▶ THE PROBLEM
Which lines below contain the word "Look"? Pull out each of them and copy it in full.

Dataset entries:
+ + + + + + +

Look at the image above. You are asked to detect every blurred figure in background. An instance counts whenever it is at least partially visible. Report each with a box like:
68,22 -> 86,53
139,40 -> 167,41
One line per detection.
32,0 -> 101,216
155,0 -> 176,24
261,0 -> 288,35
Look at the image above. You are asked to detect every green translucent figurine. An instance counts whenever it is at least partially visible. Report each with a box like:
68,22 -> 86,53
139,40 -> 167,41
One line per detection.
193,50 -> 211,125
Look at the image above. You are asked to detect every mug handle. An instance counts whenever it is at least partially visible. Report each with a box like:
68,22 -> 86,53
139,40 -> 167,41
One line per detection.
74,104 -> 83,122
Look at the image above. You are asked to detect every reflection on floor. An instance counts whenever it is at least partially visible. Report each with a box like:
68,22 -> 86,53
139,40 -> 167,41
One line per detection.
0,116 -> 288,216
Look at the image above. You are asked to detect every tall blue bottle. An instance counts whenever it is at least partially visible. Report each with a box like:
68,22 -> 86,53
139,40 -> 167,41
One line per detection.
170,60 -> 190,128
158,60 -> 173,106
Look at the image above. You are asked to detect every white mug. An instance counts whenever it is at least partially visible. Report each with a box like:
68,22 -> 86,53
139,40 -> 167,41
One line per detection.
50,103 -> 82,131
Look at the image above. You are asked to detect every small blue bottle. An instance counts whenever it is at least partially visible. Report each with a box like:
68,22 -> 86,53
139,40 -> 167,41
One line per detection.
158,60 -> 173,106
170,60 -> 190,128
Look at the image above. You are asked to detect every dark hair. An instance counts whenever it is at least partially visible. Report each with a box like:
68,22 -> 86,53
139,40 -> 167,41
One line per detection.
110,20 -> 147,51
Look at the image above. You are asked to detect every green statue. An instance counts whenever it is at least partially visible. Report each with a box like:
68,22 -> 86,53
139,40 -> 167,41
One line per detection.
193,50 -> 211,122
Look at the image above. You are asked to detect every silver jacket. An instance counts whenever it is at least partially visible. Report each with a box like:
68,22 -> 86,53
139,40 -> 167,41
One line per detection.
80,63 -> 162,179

+ + + + + + +

▶ COMPLETED TASK
Look at the image above. You are asked to detect every blurred figure in background. An instance counts whenever it is at least partially visible. Report each with a box like:
Look at the image above. You are asked to detect every green translucent figurine. An instance counts whenever it is at least partially visible. Report each with a box like:
Look at the image above. You are asked to detect every mug handle. An instance counts whenever it is at least partially visible. Report each with a box like:
Look at the image above. You are asked to detect every reflection on floor. An instance counts whenever it is at least partially visible. Report each with a box like:
Look at the image above. You are asked to detect every tall blue bottle. An instance counts whenever it is at least partially visible. Report each with a box like:
Look at the image above. You are asked to detect every white mug. An instance counts whenever it is at least partially visible. Report each with a box like:
Look at the image above. You are asked to detect every small blue bottle. An instance counts whenever it is at least partially visible. Report each with a box like:
Look at the image above. You are asked to detect every dark hair. An instance counts whenever it is at least partially visible. Report each with a box like:
Look at the image above. You are asked to detect every green statue. An instance counts whenever it is at least partially visible. Report each with a box like:
Look at the image above. You are asked to detect every silver jacket. An instance counts whenever it is at least partially visible. Report each with a box like:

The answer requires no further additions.